Task objective >> Give back the full listing, character for character, with no pictures.

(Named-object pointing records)
%%

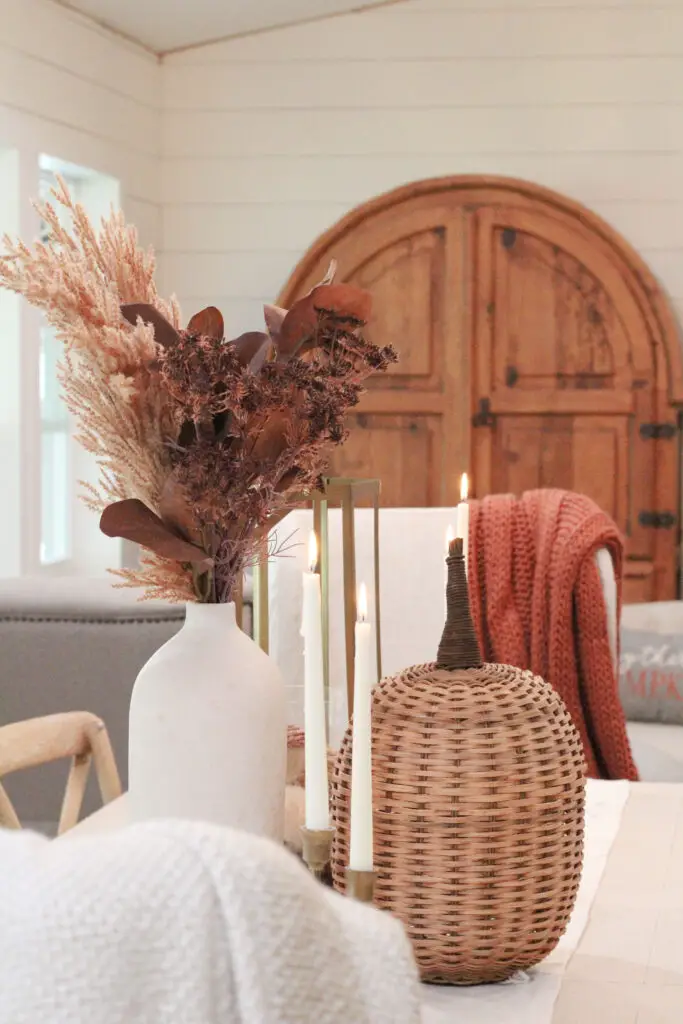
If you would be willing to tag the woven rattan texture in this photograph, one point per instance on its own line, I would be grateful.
(478, 815)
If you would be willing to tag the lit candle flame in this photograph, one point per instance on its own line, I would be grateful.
(312, 551)
(464, 487)
(363, 602)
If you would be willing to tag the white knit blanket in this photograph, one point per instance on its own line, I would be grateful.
(175, 923)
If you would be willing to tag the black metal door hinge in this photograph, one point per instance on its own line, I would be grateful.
(656, 520)
(483, 417)
(657, 431)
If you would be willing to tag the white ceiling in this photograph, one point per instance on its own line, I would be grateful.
(164, 26)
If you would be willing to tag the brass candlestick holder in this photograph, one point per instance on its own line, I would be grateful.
(360, 885)
(316, 849)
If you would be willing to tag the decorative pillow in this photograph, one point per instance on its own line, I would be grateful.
(651, 662)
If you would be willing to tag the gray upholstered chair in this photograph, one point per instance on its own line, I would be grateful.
(72, 644)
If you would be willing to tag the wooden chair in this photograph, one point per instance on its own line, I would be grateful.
(78, 735)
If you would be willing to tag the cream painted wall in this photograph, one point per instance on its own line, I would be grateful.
(269, 139)
(81, 94)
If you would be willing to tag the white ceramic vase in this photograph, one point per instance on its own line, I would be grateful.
(208, 728)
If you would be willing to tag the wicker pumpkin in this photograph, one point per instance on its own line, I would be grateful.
(478, 807)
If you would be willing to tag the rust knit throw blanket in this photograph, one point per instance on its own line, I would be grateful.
(538, 604)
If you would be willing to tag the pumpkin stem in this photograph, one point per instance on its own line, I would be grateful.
(459, 647)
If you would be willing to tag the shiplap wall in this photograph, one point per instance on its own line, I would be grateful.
(268, 139)
(75, 91)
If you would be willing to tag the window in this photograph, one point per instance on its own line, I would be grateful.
(69, 540)
(55, 534)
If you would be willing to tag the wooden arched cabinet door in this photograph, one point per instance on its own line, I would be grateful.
(536, 349)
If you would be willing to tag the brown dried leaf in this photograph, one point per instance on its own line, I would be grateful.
(175, 510)
(273, 316)
(271, 440)
(132, 520)
(208, 323)
(252, 349)
(330, 274)
(299, 326)
(343, 300)
(165, 333)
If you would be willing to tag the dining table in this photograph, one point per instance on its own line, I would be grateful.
(621, 960)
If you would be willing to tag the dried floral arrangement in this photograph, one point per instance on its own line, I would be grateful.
(203, 443)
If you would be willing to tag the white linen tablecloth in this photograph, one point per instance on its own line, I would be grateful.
(548, 994)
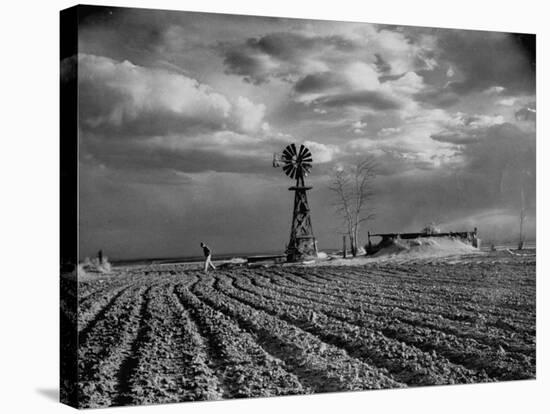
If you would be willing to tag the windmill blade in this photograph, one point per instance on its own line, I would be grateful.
(302, 151)
(293, 172)
(286, 153)
(293, 149)
(287, 169)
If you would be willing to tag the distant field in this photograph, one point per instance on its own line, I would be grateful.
(155, 334)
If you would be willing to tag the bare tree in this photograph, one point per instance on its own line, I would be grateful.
(353, 186)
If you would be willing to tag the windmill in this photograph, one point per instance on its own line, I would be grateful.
(297, 165)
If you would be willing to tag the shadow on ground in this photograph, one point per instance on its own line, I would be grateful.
(51, 394)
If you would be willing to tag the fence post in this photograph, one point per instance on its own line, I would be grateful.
(344, 242)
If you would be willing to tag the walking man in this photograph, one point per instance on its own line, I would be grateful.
(208, 257)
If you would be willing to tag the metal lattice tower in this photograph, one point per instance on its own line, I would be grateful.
(297, 165)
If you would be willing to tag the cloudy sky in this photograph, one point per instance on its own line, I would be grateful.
(180, 113)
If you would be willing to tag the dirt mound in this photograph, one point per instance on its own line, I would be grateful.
(426, 247)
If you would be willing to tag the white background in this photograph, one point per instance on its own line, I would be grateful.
(29, 234)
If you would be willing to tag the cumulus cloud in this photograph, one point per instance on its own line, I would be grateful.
(464, 129)
(322, 153)
(527, 112)
(127, 99)
(474, 55)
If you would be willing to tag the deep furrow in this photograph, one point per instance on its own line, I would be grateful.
(108, 344)
(245, 369)
(320, 366)
(372, 347)
(492, 337)
(467, 353)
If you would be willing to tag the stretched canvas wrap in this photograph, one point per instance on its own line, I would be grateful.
(258, 206)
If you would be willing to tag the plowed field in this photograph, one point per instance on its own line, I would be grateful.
(168, 333)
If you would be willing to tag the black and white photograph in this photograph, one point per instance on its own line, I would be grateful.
(268, 206)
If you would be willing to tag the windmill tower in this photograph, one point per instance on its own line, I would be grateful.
(297, 165)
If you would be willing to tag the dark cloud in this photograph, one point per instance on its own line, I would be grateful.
(487, 59)
(527, 113)
(250, 67)
(318, 82)
(437, 98)
(382, 66)
(277, 55)
(458, 138)
(370, 99)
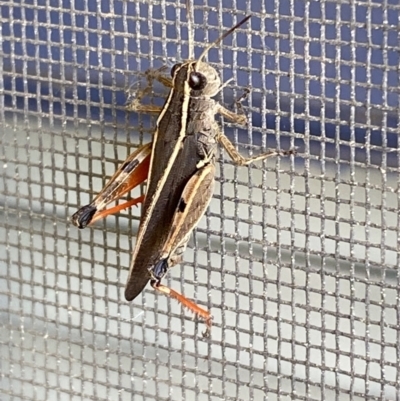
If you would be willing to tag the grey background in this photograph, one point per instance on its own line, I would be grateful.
(296, 258)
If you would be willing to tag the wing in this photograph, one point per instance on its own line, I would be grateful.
(191, 207)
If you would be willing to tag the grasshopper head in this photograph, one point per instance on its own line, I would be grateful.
(197, 77)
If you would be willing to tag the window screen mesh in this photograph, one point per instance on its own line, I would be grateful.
(296, 258)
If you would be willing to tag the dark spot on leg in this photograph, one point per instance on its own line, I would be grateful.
(160, 269)
(127, 167)
(83, 216)
(182, 205)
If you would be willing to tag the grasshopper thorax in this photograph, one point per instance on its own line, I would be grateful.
(198, 79)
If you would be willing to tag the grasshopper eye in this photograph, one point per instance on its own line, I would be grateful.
(197, 81)
(174, 68)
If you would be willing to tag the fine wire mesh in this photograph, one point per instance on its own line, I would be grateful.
(296, 257)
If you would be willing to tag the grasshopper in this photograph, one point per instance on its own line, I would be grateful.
(179, 166)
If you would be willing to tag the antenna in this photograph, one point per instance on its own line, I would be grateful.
(190, 18)
(222, 37)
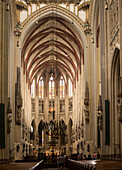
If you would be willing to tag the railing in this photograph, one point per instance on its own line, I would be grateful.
(38, 166)
(79, 165)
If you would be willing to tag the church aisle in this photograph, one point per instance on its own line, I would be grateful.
(17, 166)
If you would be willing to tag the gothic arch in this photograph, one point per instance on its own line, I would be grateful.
(32, 42)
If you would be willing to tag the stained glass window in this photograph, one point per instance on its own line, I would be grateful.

%%

Correct response >>
If you would be willing to tag the woven rattan texture in this photograph, one point per instance on its own line, I would be grateful.
(478, 815)
If you would be willing to tag the lit candle flame in this photograph, one point per instance on its own line, I would be grateful.
(312, 551)
(464, 487)
(363, 602)
If you would be willing to tag the white knit blanket in this photograph, one point per instance on its own line, I would be grateful.
(175, 923)
If you would be willing to tag the black metal door hinge in this photograph, one point per instance on its own line, I would be grateful.
(656, 520)
(483, 417)
(657, 431)
If you would be willing to tag the white ceiling in this photograph, one point per instance on its own line, I would be grateful.
(164, 26)
If you would be willing to tag the brass candlestick holder in this photograph, one point per instance on its own line, I would be grateful.
(360, 885)
(316, 849)
If you would be willing to tag the decorative pillow in this photograph, one point per instance on its own line, I would be grateful.
(651, 662)
If you would be willing to tag the gray upholstered chair in this photograph, one point per instance on its own line, I would be grateful.
(72, 644)
If you would be willing to tag the wooden chair in this photograph, one point per instance on its own line, I would be grateful.
(78, 735)
If you would be willing to tag the cream painted wall in this photograph, one point per instance on its own line, I would be grateful.
(269, 139)
(81, 94)
If you would be willing to tag the white ceramic vase in this photograph, one point per instance on its own line, I would be grateful.
(208, 728)
If you would be willing to tag the wicker pumpkin in this photograph, one point per instance on its own line, I would be grateful.
(478, 807)
If you would be willing to tag the rust knit throw blanket in this photograph, one point per instance on its own line, I would be grateful.
(538, 604)
If you would be willing to tag the pumpkin stem in this photograph, one point per instance on its own line, I would be grateful.
(459, 647)
If you would be willing to tag the shiplap wall in this photograph, one point per instance on its own line, I would be grateful.
(268, 139)
(75, 91)
If you would be willing to tag the window in this photograph, one point per instance on its own line, I would be grateful.
(69, 540)
(55, 534)
If you would be willing to tag the wooden arched cabinet door in this photograph, one point per instance on its own line, I would be grateful.
(536, 349)
If you would be willing to tag the brown dried leaf in this photograph, one point per instance on its own line, I would be grateful.
(175, 510)
(273, 316)
(271, 440)
(132, 520)
(208, 323)
(252, 349)
(330, 274)
(299, 326)
(343, 300)
(165, 333)
If you would be willing to tag the dining table in this photograph, one point per instance on its own line, I would be grateful.
(621, 960)
If you would be willing to tag the dried floral arrangement in this photograph, one point per instance on its own line, I would be grateful.
(203, 443)
If you would be willing to tag the white linen tablecloth in this photograph, one point per instance on its own line, I would be grateful.
(548, 994)
If you would be willing to tag the windmill blade in this photograph, one point per instance on its own line, I would be grateful.
(302, 151)
(293, 172)
(286, 153)
(293, 149)
(287, 169)
If you would be willing to tag the distant field in this photograph, one point per instance on its own line, I would be grateful.
(155, 334)
If you would be willing to tag the bare tree in this photograph, one point per instance on its own line, I would be grateful.
(353, 186)
If you would be willing to tag the windmill in this photograph, one point per instance on its own line, I would be grateful.
(297, 165)
If you would be willing to tag the shadow on ground in this photograph, one point per instance on its own line, I would be grateful.
(51, 394)
If you would be willing to tag the fence post in this photograph, one point per instance on its own line, I would be grateful.
(344, 242)
If you would be willing to tag the walking man in this photograph, one point per instance on its own line, I would be grateful.
(208, 257)
If you would be willing to tag the metal lattice tower in this photograph, one point per instance on its own line, I would be grateful.
(297, 165)
If you would be willing to tag the cloudy sky in this photograph, one point per instance on its own line, I would be grateful.
(180, 113)
If you would be willing to tag the dirt mound in this photograph, one point per instance on its own line, I would be grateful.
(426, 247)
If you would be willing to tag the white background in this photograph, one point per instance on its own line, I would be grateful.
(29, 234)
If you would be willing to tag the cumulus cloud in this photograph, one point per instance on its own line, I would be grateful.
(464, 129)
(322, 153)
(527, 112)
(127, 99)
(474, 55)
If you would be willing to tag the deep furrow in this photograph, one point per instance on its own line, I would be grateful.
(108, 344)
(245, 369)
(320, 366)
(372, 347)
(492, 337)
(467, 353)
If you would be willing to tag the stretched canvas wrap in this photograph, one point per instance on its own line, I would be grateful.
(258, 206)
If you would be willing to tag the plowed field in this photograph, one point per instance on its own line, I would be grateful.
(168, 333)
If you would be willing to tag the black and white photograph in this photograph, one point per instance on its own line, I would be grateful.
(268, 206)
If you would be willing to tag the windmill tower in this photograph, one point per instance on its own line, I would be grateful.
(297, 165)
If you would be willing to tag the dark cloud in this photograph, one point per instance on its own line, I would be grateful.
(487, 59)
(527, 113)
(250, 67)
(318, 82)
(437, 98)
(382, 66)
(277, 55)
(458, 138)
(370, 99)
If you would be willing to tag the grey background in this photograph, one point per instance on its own line, I would be grateful.
(296, 258)
If you would be willing to tag the wing in this photograph, one point per instance on its own line, I would be grateful.
(191, 207)
If you would be willing to tag the grasshopper head in this photograph, one point per instance on its own line, I would be grateful.
(197, 77)
If you would be willing to tag the window screen mesh in this photograph, one point per instance on its own line, I would be grateful.
(296, 258)
If you would be willing to tag the dark spot on leg in this photograph, one point per instance on its own line, I would be grateful.
(160, 269)
(127, 167)
(83, 216)
(182, 205)
If you would be willing to tag the grasshopper thorax in this photograph, one point per instance on its own line, I would be grateful.
(198, 79)
If you would be willing to tag the grasshopper eye in this photograph, one point per instance on its own line, I would be grateful.
(197, 81)
(174, 68)
If you would be willing to tag the fine wire mesh in this photograph, one point per instance on its own line, I would be grateful.
(296, 257)
If you would be willing to tag the grasshopper in this photograph, one point per instance on its own line, I would be grateful.
(179, 166)
If you would be willing to tag the antenna in this photograph, one point per instance on its own line, I would be grateful.
(190, 18)
(222, 37)
If you would be willing to tag the railing in this photograph, one point per instance on its own line, I would be grateful.
(38, 166)
(79, 165)
If you would be willing to tag the church aisle in this photograph, one point per instance on its own line, I would be grateful.
(17, 166)
If you would be willing to tag the gothic arch in this photograph, one point per instance on its own line, I would be grateful.
(32, 42)
If you would be willing to tag the stained glass window in this photograph, one point per instance on its own line, I would be grateful.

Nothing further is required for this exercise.